● **Written problem**:
Please arrange the rows as a Markdown table with the columns Index and Line, starting at the first line of the rows and ending at the line containing "point(255, 161)". Include both of those lines, and leave out blank lines and the pictures.

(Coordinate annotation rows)
|---|
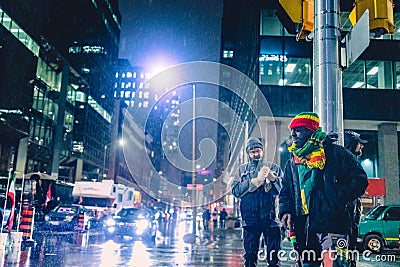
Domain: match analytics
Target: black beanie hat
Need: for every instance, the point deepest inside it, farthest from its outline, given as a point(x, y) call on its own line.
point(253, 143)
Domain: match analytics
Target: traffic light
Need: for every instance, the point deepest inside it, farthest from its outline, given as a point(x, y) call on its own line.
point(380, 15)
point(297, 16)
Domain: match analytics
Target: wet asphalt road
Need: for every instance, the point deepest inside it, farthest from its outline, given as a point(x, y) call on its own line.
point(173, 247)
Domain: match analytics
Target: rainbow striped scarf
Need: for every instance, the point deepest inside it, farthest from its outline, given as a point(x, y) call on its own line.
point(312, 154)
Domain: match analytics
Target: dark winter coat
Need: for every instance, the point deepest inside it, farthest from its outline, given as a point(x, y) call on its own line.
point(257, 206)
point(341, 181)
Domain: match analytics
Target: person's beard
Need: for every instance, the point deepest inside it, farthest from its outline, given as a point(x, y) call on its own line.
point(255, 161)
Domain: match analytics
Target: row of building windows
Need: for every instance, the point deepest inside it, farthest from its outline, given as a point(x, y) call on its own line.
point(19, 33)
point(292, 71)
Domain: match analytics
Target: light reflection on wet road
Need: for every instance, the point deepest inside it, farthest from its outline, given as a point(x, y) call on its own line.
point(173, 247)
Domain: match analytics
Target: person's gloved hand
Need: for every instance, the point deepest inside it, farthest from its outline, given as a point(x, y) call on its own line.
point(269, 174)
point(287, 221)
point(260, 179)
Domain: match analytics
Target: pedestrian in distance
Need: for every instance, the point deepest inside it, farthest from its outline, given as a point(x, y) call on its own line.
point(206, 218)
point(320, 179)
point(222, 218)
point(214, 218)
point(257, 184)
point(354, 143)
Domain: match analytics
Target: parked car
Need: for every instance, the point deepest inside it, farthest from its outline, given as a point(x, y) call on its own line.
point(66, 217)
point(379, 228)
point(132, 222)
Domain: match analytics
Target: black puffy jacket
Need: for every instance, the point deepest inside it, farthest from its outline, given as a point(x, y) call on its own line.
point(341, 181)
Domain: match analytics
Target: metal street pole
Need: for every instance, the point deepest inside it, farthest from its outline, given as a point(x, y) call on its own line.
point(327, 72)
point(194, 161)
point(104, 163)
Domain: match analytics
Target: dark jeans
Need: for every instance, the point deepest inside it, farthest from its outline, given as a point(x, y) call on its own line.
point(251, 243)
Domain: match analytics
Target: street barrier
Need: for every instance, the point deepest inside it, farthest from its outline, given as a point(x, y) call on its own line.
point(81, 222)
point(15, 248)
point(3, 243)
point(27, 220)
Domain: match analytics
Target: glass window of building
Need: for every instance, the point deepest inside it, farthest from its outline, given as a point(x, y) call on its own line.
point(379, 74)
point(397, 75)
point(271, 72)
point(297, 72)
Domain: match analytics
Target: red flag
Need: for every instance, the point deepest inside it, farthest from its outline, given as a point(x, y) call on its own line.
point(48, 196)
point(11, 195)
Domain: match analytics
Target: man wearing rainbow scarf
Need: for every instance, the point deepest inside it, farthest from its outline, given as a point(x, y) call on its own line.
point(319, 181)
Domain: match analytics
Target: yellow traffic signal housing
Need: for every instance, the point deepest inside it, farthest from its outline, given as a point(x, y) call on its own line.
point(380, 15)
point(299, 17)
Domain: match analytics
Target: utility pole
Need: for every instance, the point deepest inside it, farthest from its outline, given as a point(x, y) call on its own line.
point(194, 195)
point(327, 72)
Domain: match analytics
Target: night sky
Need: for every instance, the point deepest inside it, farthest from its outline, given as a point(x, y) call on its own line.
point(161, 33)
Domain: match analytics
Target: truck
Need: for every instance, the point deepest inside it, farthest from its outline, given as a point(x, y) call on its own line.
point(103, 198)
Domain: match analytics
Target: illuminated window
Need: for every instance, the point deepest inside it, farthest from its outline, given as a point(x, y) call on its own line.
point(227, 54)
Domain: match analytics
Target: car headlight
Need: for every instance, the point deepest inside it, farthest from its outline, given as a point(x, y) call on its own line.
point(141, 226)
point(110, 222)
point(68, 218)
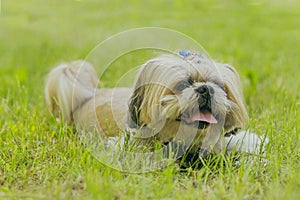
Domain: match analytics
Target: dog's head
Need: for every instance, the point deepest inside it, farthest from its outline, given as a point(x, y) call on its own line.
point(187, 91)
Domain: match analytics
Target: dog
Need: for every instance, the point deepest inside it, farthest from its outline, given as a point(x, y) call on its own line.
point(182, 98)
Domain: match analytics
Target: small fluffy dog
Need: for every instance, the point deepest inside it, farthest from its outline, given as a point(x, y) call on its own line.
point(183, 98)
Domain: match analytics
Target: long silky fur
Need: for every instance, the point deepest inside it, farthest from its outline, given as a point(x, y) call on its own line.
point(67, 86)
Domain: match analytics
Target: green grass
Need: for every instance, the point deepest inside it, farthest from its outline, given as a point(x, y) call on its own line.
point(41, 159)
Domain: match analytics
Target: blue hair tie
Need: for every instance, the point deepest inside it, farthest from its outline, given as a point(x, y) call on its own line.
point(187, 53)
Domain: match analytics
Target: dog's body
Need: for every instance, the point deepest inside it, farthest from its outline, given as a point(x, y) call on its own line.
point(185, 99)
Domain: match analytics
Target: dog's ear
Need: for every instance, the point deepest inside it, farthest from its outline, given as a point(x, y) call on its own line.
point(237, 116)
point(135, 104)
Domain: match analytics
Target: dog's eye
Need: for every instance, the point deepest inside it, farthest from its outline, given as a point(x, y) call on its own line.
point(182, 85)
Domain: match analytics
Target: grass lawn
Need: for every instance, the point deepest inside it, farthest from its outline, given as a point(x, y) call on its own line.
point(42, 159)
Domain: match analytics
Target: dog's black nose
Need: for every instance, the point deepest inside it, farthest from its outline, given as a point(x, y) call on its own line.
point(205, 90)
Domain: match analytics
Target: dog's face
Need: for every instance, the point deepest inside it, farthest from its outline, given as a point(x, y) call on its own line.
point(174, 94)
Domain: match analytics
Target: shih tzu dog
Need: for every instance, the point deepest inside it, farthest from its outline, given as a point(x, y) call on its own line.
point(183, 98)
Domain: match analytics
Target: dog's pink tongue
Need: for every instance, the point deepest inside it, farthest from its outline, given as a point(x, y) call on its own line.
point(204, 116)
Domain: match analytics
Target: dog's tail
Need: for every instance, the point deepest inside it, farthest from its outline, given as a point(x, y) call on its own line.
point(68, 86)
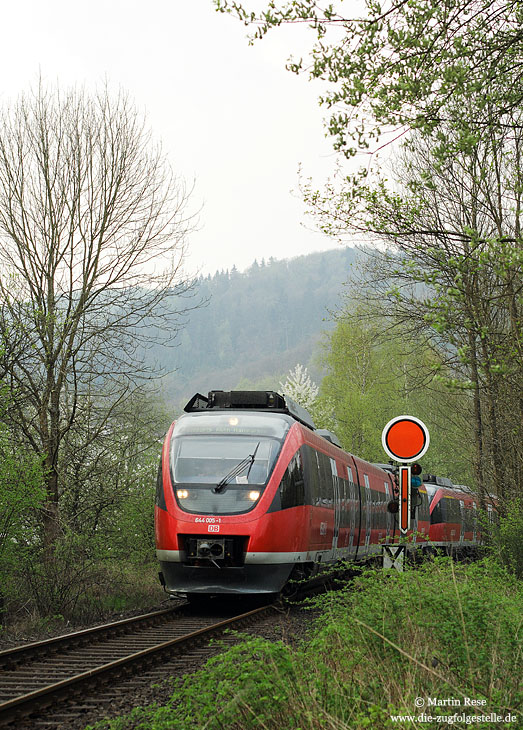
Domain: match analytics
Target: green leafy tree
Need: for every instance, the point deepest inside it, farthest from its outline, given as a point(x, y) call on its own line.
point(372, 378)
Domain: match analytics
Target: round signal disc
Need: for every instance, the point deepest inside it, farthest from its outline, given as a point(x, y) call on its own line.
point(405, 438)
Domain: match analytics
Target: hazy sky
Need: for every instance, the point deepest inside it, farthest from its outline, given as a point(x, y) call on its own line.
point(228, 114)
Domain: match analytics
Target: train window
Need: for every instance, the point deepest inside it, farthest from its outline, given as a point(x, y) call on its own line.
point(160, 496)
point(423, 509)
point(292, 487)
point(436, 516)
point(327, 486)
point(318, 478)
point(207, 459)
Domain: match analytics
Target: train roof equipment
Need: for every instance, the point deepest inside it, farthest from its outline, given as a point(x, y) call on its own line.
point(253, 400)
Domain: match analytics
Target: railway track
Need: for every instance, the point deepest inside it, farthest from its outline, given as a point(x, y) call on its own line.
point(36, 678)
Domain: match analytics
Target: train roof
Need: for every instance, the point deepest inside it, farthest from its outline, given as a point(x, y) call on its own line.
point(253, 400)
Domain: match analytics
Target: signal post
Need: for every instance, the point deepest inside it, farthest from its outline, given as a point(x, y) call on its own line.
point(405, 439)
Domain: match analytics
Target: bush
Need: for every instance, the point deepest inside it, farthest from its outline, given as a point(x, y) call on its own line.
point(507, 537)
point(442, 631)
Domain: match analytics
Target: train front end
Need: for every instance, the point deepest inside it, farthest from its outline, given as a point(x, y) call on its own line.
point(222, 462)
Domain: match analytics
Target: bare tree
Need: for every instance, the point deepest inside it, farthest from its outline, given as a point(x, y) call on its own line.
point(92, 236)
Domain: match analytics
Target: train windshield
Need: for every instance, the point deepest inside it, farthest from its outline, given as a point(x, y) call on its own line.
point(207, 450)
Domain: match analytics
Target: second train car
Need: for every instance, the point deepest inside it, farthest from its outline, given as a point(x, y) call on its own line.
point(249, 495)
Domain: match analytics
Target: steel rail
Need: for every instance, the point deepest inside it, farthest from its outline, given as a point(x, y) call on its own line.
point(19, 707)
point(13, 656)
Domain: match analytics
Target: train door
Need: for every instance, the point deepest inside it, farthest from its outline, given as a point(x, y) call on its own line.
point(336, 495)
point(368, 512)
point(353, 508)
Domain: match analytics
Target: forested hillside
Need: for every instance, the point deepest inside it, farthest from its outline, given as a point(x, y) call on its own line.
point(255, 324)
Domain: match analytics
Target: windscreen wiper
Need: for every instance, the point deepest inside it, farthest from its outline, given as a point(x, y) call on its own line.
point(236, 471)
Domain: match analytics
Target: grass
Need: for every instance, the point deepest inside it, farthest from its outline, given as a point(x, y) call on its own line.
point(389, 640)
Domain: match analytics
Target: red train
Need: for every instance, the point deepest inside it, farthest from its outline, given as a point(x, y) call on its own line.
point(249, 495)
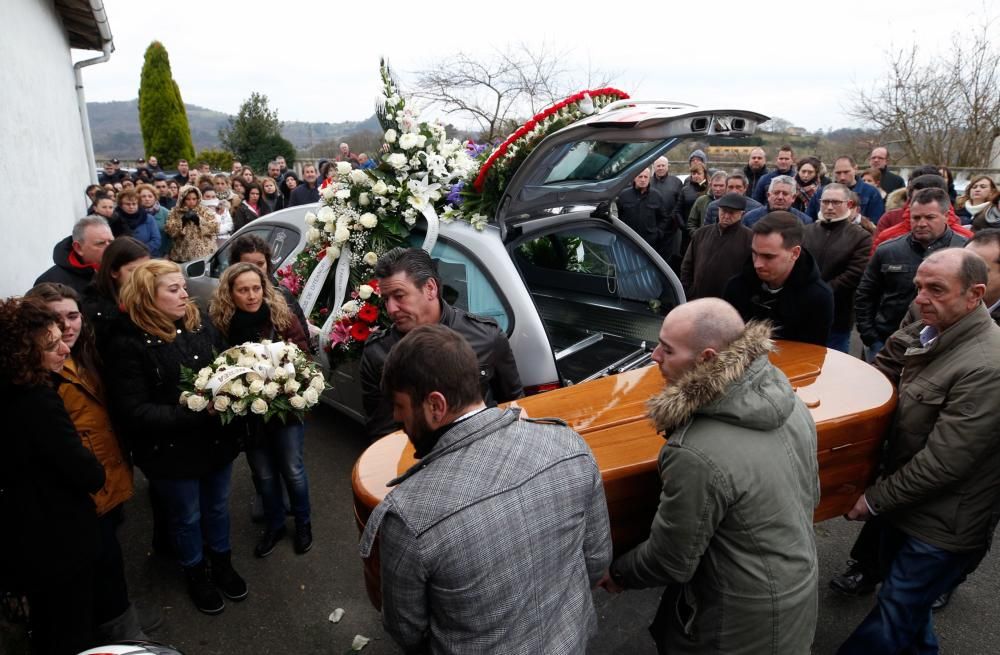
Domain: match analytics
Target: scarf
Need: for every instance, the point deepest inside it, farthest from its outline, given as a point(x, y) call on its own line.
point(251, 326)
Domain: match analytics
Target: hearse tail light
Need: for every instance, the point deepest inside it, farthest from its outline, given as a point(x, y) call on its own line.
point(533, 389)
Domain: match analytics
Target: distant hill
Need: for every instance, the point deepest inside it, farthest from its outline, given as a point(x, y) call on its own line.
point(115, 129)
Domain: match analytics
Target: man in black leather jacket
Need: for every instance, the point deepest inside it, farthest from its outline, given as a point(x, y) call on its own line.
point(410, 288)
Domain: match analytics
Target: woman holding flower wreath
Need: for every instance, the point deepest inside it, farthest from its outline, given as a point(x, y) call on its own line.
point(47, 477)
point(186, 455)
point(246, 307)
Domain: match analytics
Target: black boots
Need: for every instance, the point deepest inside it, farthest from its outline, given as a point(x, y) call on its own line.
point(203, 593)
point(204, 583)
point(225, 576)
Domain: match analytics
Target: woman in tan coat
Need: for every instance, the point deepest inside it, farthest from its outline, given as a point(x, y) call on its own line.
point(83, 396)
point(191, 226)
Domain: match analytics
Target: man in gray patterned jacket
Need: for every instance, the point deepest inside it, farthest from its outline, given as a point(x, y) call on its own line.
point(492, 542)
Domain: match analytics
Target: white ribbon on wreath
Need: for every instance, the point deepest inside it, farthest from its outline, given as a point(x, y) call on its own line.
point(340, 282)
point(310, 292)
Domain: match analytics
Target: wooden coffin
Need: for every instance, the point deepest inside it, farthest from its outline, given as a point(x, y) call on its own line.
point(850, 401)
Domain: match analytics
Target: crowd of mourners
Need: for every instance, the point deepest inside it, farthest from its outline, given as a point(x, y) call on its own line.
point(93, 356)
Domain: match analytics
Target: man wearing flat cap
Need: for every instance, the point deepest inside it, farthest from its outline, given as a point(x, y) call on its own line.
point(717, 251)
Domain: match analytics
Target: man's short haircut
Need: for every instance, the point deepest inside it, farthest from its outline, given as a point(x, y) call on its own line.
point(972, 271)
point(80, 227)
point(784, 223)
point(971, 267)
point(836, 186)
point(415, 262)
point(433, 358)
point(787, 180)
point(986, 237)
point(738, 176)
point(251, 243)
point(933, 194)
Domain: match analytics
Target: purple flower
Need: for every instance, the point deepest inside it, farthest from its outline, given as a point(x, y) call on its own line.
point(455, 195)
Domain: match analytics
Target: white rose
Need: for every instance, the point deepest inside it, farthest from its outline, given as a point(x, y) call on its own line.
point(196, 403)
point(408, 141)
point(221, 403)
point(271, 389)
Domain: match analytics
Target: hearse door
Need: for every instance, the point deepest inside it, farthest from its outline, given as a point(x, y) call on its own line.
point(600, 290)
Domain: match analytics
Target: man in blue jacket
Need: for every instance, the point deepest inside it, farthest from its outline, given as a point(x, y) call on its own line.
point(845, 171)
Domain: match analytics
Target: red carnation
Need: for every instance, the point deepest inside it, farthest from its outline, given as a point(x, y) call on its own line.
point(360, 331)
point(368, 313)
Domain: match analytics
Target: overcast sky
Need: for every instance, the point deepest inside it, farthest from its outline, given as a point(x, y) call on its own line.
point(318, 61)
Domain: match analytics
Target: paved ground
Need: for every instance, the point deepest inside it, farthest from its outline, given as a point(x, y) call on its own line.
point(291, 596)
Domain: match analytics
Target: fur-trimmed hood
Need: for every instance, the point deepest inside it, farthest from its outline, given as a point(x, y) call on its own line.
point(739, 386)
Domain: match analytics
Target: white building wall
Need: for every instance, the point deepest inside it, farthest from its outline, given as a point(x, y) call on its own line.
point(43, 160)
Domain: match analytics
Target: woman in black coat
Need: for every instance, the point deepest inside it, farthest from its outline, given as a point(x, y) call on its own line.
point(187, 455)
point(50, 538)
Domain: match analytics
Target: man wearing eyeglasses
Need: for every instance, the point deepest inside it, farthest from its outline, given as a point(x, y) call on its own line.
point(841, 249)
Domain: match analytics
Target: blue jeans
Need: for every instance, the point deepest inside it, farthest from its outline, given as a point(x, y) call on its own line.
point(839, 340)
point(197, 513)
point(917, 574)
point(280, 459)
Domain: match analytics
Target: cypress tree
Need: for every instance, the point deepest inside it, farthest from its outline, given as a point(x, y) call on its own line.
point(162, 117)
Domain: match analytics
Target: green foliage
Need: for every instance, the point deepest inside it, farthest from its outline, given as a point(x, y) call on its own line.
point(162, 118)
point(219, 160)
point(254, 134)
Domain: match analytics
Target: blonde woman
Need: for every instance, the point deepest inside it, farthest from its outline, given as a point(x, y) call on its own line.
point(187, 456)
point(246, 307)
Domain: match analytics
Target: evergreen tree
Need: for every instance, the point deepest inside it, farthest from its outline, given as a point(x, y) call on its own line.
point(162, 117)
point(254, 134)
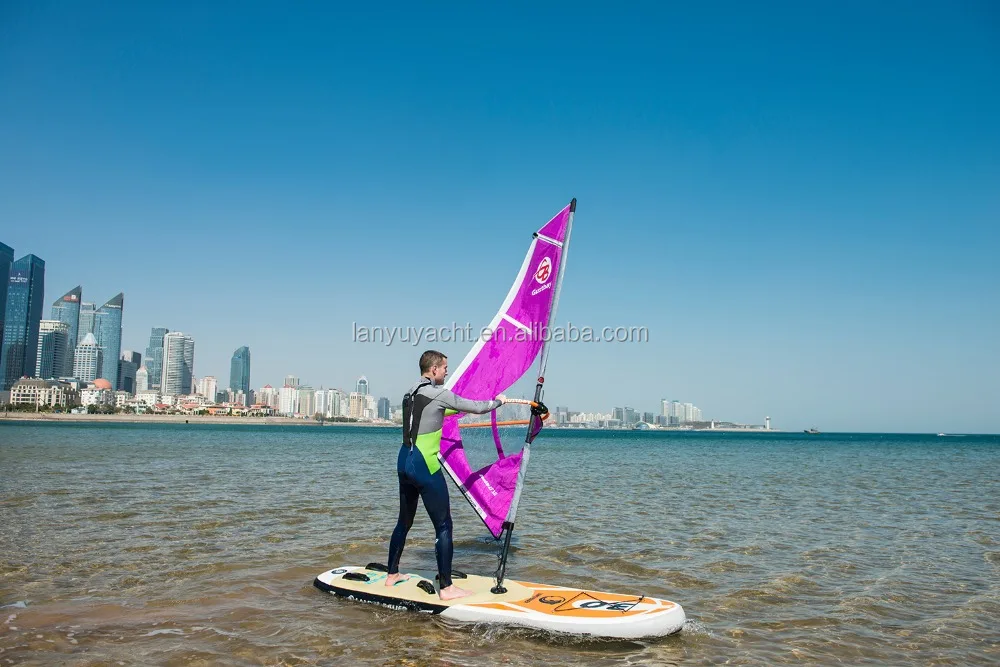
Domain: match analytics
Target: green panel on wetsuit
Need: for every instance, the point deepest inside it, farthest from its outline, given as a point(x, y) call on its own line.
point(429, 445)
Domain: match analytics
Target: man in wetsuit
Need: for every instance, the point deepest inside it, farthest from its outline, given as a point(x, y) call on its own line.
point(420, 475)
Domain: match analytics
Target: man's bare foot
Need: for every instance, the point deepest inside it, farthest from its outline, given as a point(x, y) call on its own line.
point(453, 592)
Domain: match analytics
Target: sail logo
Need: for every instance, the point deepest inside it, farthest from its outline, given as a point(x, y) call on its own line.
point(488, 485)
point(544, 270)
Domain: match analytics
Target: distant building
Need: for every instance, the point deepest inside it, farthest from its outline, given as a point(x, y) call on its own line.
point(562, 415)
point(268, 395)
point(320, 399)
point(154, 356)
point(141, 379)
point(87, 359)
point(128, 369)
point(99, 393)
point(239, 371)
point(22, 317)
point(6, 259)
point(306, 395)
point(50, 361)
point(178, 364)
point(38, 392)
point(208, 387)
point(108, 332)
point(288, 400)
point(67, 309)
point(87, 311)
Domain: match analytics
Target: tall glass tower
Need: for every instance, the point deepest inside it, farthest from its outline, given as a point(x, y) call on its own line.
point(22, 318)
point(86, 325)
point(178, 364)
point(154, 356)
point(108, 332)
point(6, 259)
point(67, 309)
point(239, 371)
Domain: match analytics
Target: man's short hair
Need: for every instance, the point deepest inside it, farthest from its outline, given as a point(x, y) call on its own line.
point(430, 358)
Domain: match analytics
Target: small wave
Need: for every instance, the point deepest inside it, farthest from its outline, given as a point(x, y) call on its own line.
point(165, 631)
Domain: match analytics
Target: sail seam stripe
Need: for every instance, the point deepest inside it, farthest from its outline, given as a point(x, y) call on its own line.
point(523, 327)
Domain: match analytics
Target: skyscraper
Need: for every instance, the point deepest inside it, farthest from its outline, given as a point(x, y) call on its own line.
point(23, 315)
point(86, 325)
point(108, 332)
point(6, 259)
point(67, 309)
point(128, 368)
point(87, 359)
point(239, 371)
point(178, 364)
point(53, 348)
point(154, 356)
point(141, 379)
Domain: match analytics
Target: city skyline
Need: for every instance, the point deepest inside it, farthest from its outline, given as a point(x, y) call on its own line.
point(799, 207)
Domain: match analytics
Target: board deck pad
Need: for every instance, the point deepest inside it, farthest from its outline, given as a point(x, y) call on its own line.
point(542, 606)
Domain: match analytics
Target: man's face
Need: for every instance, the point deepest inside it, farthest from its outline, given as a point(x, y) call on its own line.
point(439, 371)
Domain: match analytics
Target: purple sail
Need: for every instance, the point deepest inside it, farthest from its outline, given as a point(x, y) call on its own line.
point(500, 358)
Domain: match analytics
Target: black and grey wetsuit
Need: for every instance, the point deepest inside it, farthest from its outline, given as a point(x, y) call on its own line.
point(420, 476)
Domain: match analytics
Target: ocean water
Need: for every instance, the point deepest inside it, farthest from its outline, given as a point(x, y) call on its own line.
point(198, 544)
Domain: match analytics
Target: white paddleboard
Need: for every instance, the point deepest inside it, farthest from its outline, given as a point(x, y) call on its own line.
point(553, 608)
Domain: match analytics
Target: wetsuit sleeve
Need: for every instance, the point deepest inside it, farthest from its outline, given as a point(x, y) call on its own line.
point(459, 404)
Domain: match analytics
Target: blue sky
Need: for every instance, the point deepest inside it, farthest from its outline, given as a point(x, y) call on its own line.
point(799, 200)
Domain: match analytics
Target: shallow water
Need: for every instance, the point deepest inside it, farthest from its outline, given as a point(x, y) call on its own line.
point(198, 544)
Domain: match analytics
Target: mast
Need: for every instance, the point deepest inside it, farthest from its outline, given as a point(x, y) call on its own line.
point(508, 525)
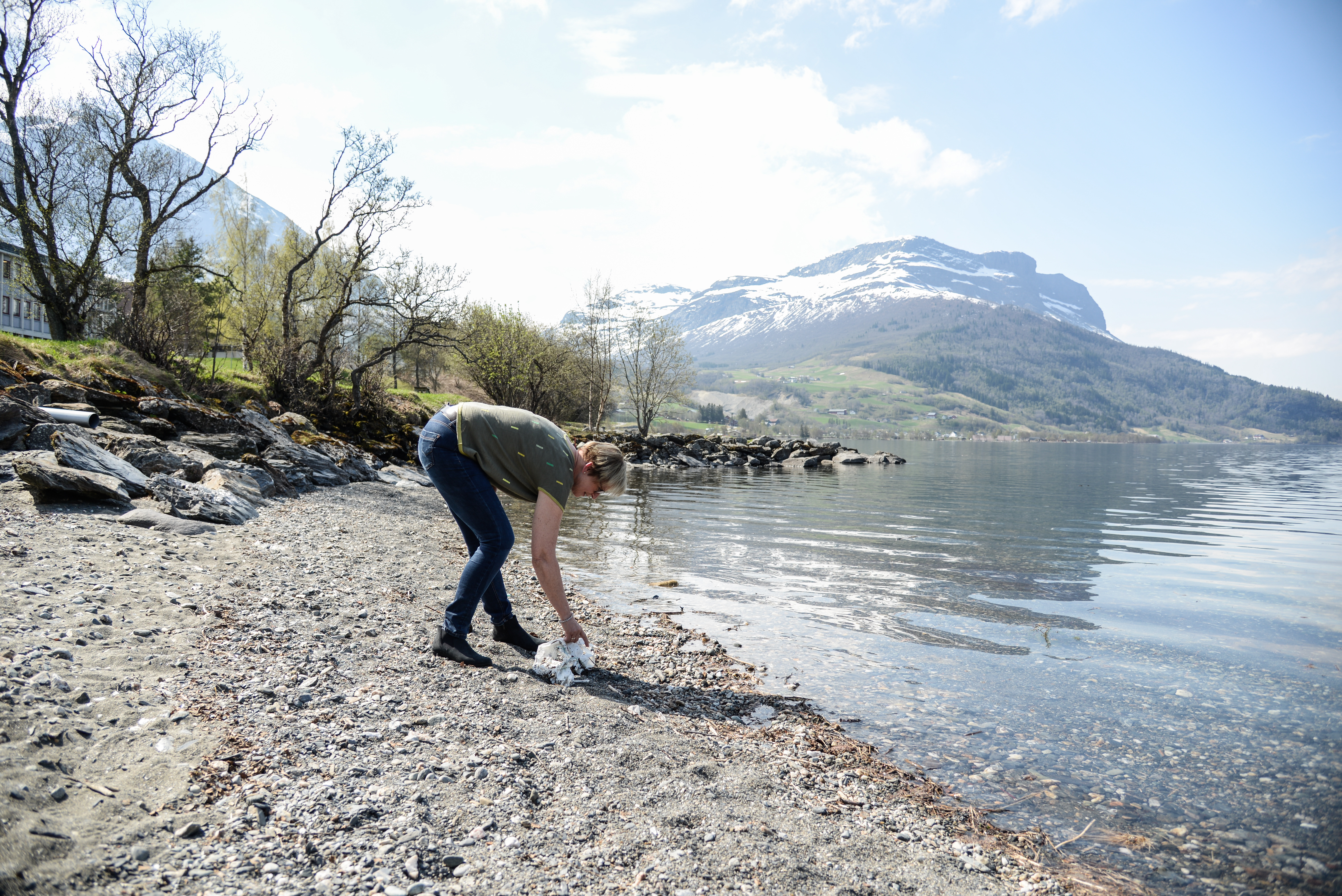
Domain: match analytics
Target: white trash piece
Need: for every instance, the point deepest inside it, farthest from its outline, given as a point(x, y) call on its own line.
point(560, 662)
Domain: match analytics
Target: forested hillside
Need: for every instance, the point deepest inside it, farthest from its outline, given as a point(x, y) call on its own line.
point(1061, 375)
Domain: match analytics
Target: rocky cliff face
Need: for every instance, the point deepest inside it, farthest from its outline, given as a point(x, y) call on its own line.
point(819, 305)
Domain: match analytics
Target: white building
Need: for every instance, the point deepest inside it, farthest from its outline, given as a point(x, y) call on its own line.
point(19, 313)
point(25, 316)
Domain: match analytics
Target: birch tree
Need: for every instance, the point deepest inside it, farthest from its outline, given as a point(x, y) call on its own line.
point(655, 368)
|---|
● **Response**:
| Index | Line |
|---|---|
| 1 | Domain: match analytics |
| 2 | Target: black beanie hat |
| 3 | Need: for every instance, the point deepest inside it, farthest from its outline, given as a point(x, y) call on its own line. |
| 4 | point(253, 143) |
| 5 | Domain: match analytics |
| 6 | Target: traffic light |
| 7 | Need: for every instance, the point deepest inside it, farthest from its outline, given as a point(x, y) call on its own line. |
| 8 | point(380, 15) |
| 9 | point(297, 16) |
| 10 | Domain: match analytics |
| 11 | Target: wet asphalt road |
| 12 | Need: for every instance, the point deepest inside it, farthest from its outline, given as a point(x, y) call on its own line. |
| 13 | point(173, 247) |
| 14 | Domain: match analytics |
| 15 | Target: rainbow striped scarf |
| 16 | Need: for every instance, the point deepest inside it, farthest from its outline, given as a point(x, y) call on its own line. |
| 17 | point(312, 154) |
| 18 | Domain: match analytics |
| 19 | Target: dark winter coat |
| 20 | Need: for every instance, the point deepest inside it, farthest from its outline, given as a point(x, y) call on its own line. |
| 21 | point(257, 206) |
| 22 | point(341, 181) |
| 23 | Domain: match analytics |
| 24 | Target: person's beard |
| 25 | Need: for every instance, the point deepest inside it, farthest from its outline, given as a point(x, y) call on its own line. |
| 26 | point(255, 161) |